Copy out each line below that contains the word "tree".

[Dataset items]
## BEGIN

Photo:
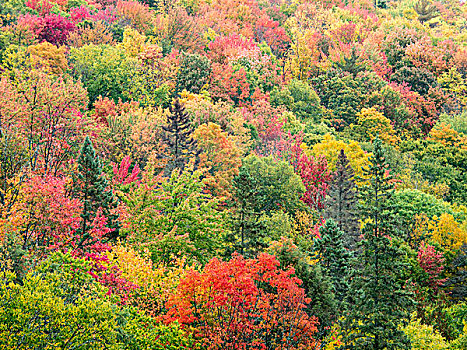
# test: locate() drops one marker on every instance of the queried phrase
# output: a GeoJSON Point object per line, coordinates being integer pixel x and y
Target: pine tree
{"type": "Point", "coordinates": [178, 137]}
{"type": "Point", "coordinates": [425, 10]}
{"type": "Point", "coordinates": [334, 258]}
{"type": "Point", "coordinates": [380, 302]}
{"type": "Point", "coordinates": [90, 185]}
{"type": "Point", "coordinates": [342, 200]}
{"type": "Point", "coordinates": [247, 234]}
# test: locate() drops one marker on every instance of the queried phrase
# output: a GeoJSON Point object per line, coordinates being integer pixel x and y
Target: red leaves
{"type": "Point", "coordinates": [240, 304]}
{"type": "Point", "coordinates": [52, 28]}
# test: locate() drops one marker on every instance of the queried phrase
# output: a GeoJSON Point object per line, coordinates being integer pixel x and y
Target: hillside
{"type": "Point", "coordinates": [233, 174]}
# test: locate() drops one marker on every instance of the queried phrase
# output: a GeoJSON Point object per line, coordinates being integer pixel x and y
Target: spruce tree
{"type": "Point", "coordinates": [247, 234]}
{"type": "Point", "coordinates": [178, 137]}
{"type": "Point", "coordinates": [334, 258]}
{"type": "Point", "coordinates": [380, 302]}
{"type": "Point", "coordinates": [341, 201]}
{"type": "Point", "coordinates": [90, 185]}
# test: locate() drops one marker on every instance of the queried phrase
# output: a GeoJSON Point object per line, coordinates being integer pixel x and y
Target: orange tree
{"type": "Point", "coordinates": [244, 304]}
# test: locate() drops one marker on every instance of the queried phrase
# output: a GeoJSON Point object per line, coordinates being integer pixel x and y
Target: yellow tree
{"type": "Point", "coordinates": [219, 156]}
{"type": "Point", "coordinates": [330, 148]}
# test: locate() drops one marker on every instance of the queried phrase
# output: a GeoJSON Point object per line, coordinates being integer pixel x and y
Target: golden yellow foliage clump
{"type": "Point", "coordinates": [372, 123]}
{"type": "Point", "coordinates": [443, 133]}
{"type": "Point", "coordinates": [330, 148]}
{"type": "Point", "coordinates": [155, 282]}
{"type": "Point", "coordinates": [446, 231]}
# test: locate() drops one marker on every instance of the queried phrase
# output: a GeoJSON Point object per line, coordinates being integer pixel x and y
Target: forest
{"type": "Point", "coordinates": [233, 174]}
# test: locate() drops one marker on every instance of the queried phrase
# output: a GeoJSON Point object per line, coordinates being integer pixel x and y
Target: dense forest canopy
{"type": "Point", "coordinates": [233, 174]}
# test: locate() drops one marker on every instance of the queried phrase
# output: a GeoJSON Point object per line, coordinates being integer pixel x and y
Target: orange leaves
{"type": "Point", "coordinates": [244, 303]}
{"type": "Point", "coordinates": [220, 156]}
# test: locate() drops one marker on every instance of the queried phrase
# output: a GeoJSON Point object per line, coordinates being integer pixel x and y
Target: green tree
{"type": "Point", "coordinates": [105, 70]}
{"type": "Point", "coordinates": [316, 283]}
{"type": "Point", "coordinates": [299, 98]}
{"type": "Point", "coordinates": [91, 186]}
{"type": "Point", "coordinates": [263, 186]}
{"type": "Point", "coordinates": [380, 302]}
{"type": "Point", "coordinates": [341, 201]}
{"type": "Point", "coordinates": [425, 10]}
{"type": "Point", "coordinates": [174, 217]}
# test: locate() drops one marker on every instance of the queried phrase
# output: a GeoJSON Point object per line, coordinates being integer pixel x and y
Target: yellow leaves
{"type": "Point", "coordinates": [372, 123]}
{"type": "Point", "coordinates": [155, 282]}
{"type": "Point", "coordinates": [220, 156]}
{"type": "Point", "coordinates": [424, 337]}
{"type": "Point", "coordinates": [49, 57]}
{"type": "Point", "coordinates": [330, 148]}
{"type": "Point", "coordinates": [444, 230]}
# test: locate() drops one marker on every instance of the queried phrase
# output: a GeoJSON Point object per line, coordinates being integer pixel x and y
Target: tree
{"type": "Point", "coordinates": [341, 201]}
{"type": "Point", "coordinates": [314, 173]}
{"type": "Point", "coordinates": [220, 156]}
{"type": "Point", "coordinates": [174, 217]}
{"type": "Point", "coordinates": [371, 123]}
{"type": "Point", "coordinates": [334, 258]}
{"type": "Point", "coordinates": [380, 301]}
{"type": "Point", "coordinates": [425, 10]}
{"type": "Point", "coordinates": [90, 185]}
{"type": "Point", "coordinates": [193, 73]}
{"type": "Point", "coordinates": [244, 304]}
{"type": "Point", "coordinates": [456, 285]}
{"type": "Point", "coordinates": [178, 137]}
{"type": "Point", "coordinates": [264, 185]}
{"type": "Point", "coordinates": [317, 284]}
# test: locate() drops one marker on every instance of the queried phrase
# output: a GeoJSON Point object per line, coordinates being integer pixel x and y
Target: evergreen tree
{"type": "Point", "coordinates": [380, 302]}
{"type": "Point", "coordinates": [178, 137]}
{"type": "Point", "coordinates": [341, 201]}
{"type": "Point", "coordinates": [334, 258]}
{"type": "Point", "coordinates": [90, 185]}
{"type": "Point", "coordinates": [425, 10]}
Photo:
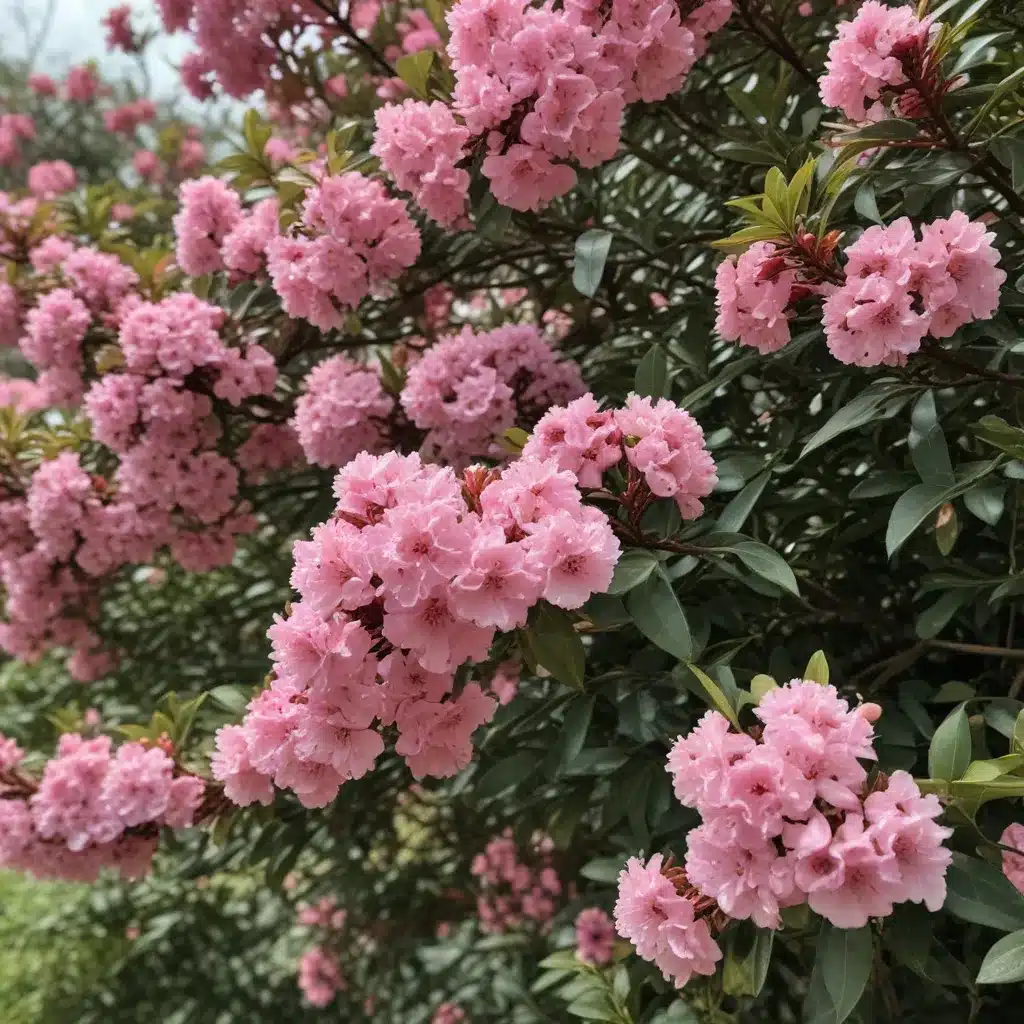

## END

> [Task output]:
Target: pine tree
Target: spruce tree
Target: orange tree
Target: yellow tree
Target: green tree
Target: tree
Target: evergreen tree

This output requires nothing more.